- INSTRUCTIONS TO FOLLOW: Which lines in the rows below contain the string "statue", with case counting? Filter the rows down to those lines and copy each one.

- INFORMATION PROVIDED:

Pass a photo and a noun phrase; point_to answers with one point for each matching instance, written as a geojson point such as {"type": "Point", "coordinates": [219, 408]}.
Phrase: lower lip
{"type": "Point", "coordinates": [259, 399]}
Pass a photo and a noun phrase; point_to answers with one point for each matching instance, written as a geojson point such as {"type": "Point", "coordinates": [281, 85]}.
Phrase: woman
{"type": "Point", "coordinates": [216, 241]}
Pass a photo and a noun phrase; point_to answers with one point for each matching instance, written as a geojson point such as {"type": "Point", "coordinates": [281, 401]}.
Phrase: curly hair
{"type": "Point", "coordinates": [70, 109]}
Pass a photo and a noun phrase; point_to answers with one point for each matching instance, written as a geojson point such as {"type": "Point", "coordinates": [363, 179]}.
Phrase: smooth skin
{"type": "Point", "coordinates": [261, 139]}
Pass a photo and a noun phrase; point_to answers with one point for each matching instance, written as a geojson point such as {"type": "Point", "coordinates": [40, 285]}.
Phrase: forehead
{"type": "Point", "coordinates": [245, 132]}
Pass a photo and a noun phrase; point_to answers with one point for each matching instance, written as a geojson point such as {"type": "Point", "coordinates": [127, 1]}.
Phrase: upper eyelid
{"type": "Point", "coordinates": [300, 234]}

---

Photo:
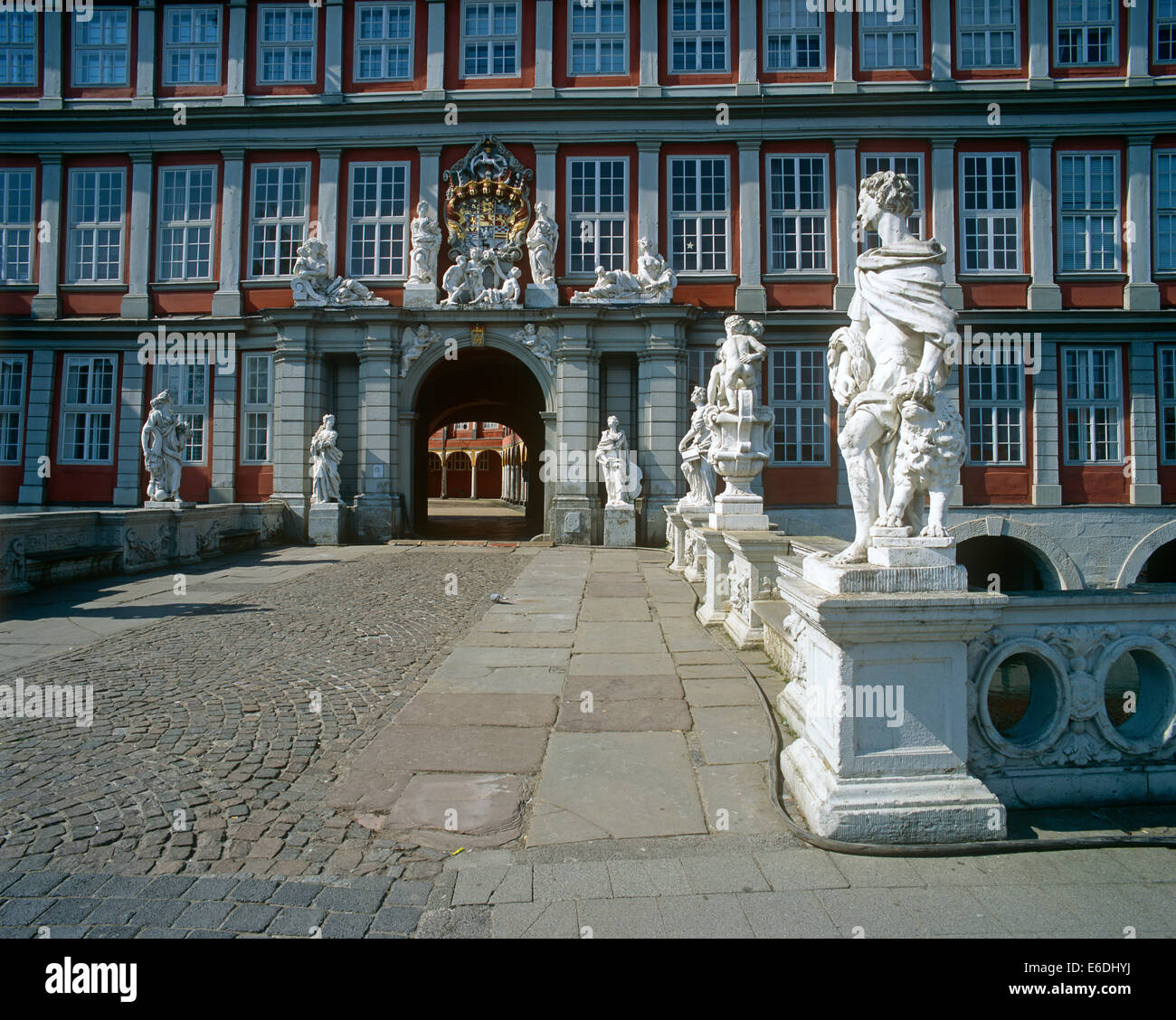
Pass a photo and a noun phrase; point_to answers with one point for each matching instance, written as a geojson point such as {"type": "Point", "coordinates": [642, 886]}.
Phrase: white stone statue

--

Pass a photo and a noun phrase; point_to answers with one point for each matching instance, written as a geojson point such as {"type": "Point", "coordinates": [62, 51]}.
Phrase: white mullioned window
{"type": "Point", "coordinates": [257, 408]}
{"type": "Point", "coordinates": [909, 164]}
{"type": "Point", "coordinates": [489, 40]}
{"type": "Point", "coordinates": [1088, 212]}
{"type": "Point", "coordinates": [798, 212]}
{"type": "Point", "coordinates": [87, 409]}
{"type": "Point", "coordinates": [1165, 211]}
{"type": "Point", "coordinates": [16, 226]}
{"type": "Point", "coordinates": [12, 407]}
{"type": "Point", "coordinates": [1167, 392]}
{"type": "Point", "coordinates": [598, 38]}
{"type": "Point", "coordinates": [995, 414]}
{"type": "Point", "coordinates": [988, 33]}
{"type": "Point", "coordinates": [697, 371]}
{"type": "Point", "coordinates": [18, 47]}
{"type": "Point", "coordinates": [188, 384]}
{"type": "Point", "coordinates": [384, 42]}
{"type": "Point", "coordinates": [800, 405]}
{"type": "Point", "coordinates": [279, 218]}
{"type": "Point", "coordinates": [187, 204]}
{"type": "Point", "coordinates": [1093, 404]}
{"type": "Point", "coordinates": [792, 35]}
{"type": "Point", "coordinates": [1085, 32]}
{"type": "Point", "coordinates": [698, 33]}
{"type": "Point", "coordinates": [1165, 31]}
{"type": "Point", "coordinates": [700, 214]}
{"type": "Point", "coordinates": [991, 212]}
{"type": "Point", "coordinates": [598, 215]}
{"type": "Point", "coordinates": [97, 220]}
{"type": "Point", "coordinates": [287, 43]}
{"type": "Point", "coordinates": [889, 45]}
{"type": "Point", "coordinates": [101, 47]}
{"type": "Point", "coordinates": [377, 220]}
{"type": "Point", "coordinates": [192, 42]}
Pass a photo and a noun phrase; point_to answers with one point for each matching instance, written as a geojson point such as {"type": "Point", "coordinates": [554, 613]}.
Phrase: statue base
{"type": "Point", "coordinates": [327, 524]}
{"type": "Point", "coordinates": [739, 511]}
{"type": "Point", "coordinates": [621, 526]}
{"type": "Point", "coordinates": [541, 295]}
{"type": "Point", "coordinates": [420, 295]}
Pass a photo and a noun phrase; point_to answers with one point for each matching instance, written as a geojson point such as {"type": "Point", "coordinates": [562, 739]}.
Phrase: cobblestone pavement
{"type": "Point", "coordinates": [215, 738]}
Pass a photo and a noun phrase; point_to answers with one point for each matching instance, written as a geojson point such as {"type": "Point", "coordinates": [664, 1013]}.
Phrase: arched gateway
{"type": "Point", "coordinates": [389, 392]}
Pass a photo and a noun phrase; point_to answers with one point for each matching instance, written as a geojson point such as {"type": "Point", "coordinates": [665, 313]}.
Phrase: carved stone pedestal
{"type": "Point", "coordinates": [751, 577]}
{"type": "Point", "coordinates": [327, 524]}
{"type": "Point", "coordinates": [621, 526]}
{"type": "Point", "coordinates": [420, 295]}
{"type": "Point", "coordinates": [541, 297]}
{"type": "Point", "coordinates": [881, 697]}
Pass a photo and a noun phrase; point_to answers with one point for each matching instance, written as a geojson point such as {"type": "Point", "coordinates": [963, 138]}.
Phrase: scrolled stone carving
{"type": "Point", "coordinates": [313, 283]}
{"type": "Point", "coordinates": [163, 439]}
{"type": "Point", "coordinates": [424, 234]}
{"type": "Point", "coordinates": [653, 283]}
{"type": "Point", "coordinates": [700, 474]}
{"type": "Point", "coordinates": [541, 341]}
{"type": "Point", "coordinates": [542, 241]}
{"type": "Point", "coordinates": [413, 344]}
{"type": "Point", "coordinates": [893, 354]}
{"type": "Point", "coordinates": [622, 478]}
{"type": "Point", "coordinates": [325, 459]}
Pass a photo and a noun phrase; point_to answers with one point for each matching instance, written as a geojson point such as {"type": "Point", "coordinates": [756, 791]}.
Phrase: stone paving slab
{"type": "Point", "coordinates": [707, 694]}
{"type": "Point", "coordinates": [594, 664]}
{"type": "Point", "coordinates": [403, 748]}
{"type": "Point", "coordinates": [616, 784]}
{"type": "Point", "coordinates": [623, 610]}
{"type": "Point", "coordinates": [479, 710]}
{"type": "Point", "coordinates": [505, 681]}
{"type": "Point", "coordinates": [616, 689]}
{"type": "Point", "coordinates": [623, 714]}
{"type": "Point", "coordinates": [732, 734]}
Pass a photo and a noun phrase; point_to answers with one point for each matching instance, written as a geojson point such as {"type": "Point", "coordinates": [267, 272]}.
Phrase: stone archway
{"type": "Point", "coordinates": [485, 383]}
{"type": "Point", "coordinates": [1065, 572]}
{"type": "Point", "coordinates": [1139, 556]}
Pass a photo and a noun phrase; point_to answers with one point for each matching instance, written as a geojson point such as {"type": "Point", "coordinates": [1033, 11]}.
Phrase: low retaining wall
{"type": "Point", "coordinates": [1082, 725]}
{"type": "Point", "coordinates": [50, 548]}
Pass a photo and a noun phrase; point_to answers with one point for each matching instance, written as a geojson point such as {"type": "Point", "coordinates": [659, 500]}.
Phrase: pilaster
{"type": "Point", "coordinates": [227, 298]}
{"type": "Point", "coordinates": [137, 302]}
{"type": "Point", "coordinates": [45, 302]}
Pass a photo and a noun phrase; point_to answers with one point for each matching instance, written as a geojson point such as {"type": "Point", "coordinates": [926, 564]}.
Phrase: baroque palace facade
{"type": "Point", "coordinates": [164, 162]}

- WRITTEN RESPONSE:
Phrase: white stone statue
Phrase: statue base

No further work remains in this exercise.